§ **Consignes**:
1) Résumez en deux phrases le texte sur la JOC et l'Action catholique.
2) Poursuivez le texte sur la JOC et l'Action catholique à partir de sa dernière phrase.

§ **Texte du document**:
++++++

Mais cette canonisation de la JOC n’était pas sans danger.  Si la JOC Internationale a réussi à surfer la vague d’Action catholique des années 1930, pour s’implanter dans le monde entier, c’est au prix de bien des confusions par rapport à la nature de la JOC et de sa relation avec la hiérarchie ecclésiastique[91].  Ces difficultés dérivaient des ambiguités et des distortions dans l’usage et la compréhension du terme ” Action catholique “, et la JOC tel que Cardijn l’a conçue, risque d’être noyée dans l’écume des concepts venants d’autres conceptions d’Action catholique.  Même en Belgique, la JOC n’a pas échappé complètement à ce problème, qui semble être la racine d’un conflit au sein du bureau national entre l’abbé Robert Kothen[92], adjoint de Cardijn et Fernand Tonnet.  Quand il démissione à la suite de ce conflit, Tonnet écrit à Cardijn en lui reprochant d’avoir risqué de ” parquer le mouvement jociste sur un terrain exclusivement religieux et moral ” à l’encontre de sa méthode de formation active[93].  Le même problème va se répéter en beaucoup de pays dans lesquels la JOC naissait où la hiérarchie et même les aumôniers de la JOC ne percoivent pas le sens que la JOC veut donner à sa propre conception de l’Action catholique.

Le paradoxe de l’histoire est que, ayant commencé en dehors de (et même contre) l’Action catholique, la JOC risquait de devenir trop identifiée avec elle, ce qui à son tour entraîne l’ironie qu’en dehors de la JOC, beaucoup vont la critiquer pour prétendre à un monopole du terme !  Enfin, Pie XII en 1948[94] va donner à l’Action catholique un sens si large que la JOC craint de perdre encore une fois la spécificité qu’elle a toujours revendiquée.  C’est pour cette raison que Cardijn et la JOC abandonnent progressivement l’usage de ce terme après la deuxième guerre mondiale, le remplaçant par les termes ” l’apostolat des laïcs ” ou ” l’apostolat organisé des laïcs “[95].  L’historiographie de la JOC et de l’Action catholique n’a fait qu’ajouter à cet embrouillement des conceptions, surtout par un défaut sérieux dans la compréhension de la provenance des doctrines de Cardijn et de la JOC.  Nous voyons maintenant pourquoi Cardijn a voulu nous renvoyer à 1912 et à la ” préparation des débuts ” de la JOC : au Sillon et à la JOC avant l’Action catholique.

++++++

§ **Données fournies**:
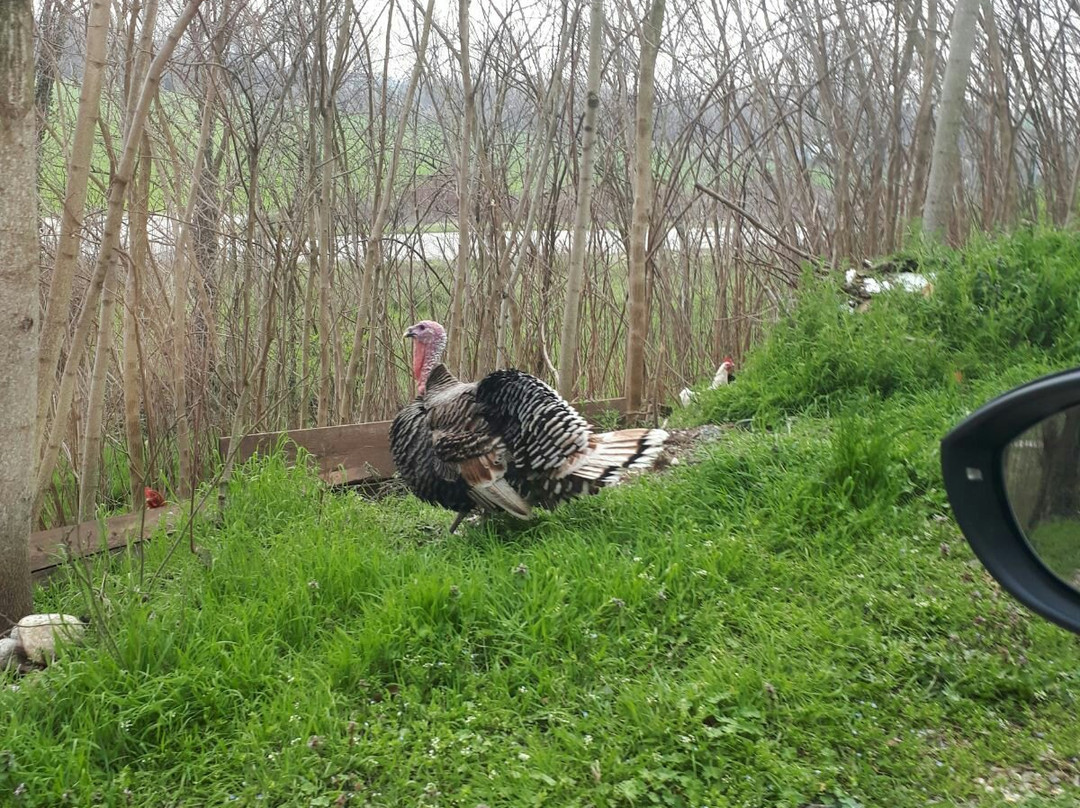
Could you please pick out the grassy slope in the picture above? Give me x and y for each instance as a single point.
(794, 621)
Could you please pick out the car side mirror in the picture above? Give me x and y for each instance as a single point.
(1012, 474)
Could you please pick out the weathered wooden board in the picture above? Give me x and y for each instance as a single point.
(349, 454)
(85, 538)
(354, 453)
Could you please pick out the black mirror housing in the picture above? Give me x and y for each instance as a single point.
(973, 472)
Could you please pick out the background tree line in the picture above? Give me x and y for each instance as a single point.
(242, 204)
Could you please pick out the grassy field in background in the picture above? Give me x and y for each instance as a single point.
(793, 621)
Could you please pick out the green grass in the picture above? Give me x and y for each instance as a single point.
(793, 621)
(1057, 544)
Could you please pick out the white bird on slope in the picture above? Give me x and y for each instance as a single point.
(725, 374)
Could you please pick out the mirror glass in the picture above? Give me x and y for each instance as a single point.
(1042, 483)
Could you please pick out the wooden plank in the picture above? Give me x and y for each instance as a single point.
(85, 538)
(354, 453)
(362, 448)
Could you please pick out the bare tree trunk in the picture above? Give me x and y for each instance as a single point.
(57, 308)
(922, 138)
(638, 326)
(133, 295)
(91, 471)
(464, 196)
(373, 252)
(945, 166)
(18, 306)
(185, 258)
(110, 238)
(139, 247)
(571, 313)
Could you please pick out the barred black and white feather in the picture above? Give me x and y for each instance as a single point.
(509, 443)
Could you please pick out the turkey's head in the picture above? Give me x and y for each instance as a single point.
(429, 341)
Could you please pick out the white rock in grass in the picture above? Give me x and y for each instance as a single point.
(38, 634)
(9, 654)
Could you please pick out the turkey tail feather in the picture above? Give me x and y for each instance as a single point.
(616, 454)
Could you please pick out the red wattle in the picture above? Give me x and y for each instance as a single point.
(419, 357)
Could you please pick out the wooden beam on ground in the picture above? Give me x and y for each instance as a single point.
(355, 453)
(46, 547)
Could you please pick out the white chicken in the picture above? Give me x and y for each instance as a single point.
(725, 374)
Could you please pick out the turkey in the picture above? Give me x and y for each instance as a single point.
(505, 443)
(725, 374)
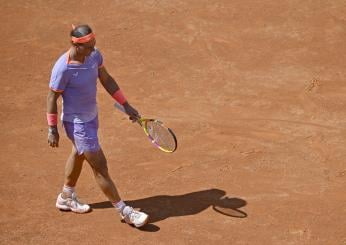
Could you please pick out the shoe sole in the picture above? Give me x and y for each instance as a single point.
(142, 224)
(66, 208)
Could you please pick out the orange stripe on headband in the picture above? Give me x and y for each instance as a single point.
(84, 39)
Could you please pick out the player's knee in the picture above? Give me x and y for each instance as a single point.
(101, 169)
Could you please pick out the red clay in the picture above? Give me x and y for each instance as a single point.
(254, 90)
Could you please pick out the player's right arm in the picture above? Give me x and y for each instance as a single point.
(52, 114)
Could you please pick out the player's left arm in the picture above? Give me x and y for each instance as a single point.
(114, 90)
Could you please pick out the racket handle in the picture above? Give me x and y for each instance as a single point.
(119, 107)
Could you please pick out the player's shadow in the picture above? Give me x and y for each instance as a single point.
(164, 206)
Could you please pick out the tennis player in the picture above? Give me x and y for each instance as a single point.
(74, 77)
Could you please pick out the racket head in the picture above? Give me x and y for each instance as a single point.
(159, 135)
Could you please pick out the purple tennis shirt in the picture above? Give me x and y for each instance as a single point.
(77, 82)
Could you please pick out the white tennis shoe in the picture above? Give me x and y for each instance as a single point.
(72, 204)
(134, 217)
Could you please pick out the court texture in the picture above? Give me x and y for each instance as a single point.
(254, 91)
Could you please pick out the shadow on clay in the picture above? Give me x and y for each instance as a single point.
(162, 207)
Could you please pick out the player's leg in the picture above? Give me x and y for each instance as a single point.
(73, 169)
(98, 163)
(67, 200)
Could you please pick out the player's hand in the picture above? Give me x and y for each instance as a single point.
(132, 112)
(53, 137)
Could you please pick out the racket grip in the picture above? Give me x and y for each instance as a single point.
(119, 107)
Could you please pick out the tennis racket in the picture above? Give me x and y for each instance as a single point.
(159, 135)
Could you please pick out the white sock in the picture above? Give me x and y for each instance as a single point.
(119, 206)
(68, 190)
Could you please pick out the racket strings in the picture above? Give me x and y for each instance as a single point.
(161, 135)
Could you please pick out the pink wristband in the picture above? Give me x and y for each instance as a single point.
(52, 119)
(119, 97)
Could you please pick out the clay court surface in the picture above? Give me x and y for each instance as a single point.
(254, 90)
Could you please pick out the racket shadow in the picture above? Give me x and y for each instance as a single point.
(162, 207)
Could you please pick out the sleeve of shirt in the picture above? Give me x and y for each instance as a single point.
(58, 79)
(99, 58)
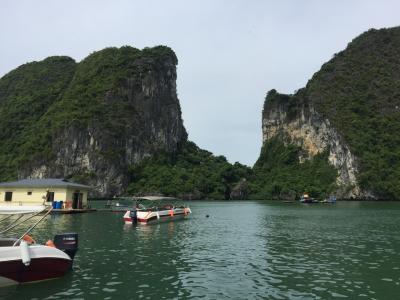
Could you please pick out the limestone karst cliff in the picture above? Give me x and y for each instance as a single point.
(111, 110)
(349, 110)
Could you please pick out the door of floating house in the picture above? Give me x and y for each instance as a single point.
(77, 199)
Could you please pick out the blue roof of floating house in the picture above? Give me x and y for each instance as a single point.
(45, 183)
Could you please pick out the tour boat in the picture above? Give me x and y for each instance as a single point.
(307, 199)
(155, 209)
(20, 209)
(24, 261)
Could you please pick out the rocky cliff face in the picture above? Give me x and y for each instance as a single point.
(298, 123)
(120, 107)
(349, 108)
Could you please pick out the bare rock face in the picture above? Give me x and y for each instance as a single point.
(133, 118)
(297, 122)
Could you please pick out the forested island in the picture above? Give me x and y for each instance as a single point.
(113, 121)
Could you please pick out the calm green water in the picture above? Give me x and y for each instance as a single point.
(244, 250)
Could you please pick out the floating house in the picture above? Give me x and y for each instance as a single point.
(44, 192)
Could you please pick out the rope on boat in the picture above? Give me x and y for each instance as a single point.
(6, 218)
(33, 226)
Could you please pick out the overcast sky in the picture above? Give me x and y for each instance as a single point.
(230, 52)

++++++

§ **Réponses dans l'ordre**:
1) Si la JOC a profité de la vague d'Action catholique des années 1930 pour s'implanter dans le monde entier, ce fut au prix de confusions sur sa nature et sa relation avec la hiérarchie, problème qui semble être à l'origine, en Belgique même, d'un conflit entre l'abbé Robert Kothen et Fernand Tonnet. Comme Pie XII donna en 1948 à l'Action catholique un sens si large que la JOC craignit de perdre sa spécificité, Cardijn et la JOC abandonnèrent progressivement ce terme après la Seconde Guerre mondiale au profit de « l'apostolat des laïcs ».

2)
Il nous faut, donc, essayer de conclure.  Nous avons vu comment le Sillon a influencé presque chaque étape du développement de la JOC, de ses petites histoires jusqu’à ses grandes doctrines.  Il a fourni au mouvement de Cardijn sa conception d’apostolat laïc et sa méthodologie.  Il a formé toute une génération de prêtres et de laïcs qui ont preparé le terreau dans lequel elle était née.  Même dans ses erreurs, prétendues ou réelles, et ses problèmes, le Sillon a montré les chemins à éviter par la JOC.  Se heurtant à tant de questions épineuses, le Sillon a ouvert une brèche dans l’Église qui a rendu possible l’émergence de la JOC.  Et les sillonnistes eux-mêmes, Sangnier, du Roure, Amédée Guiard[96], Henri Colas[97] et d’autres encore, ont donné à la JOC des exemples-types de ces ” apôtres laïcs ” que la JOC a voulu former.  C’est pour toutes ces raisons que nous pouvons catégoriser le Sillon, suivant Weber, comme une condition de possibilité objective[98], qui a joué d’une importance décisive et déterminante dans l’émergence de la JOC.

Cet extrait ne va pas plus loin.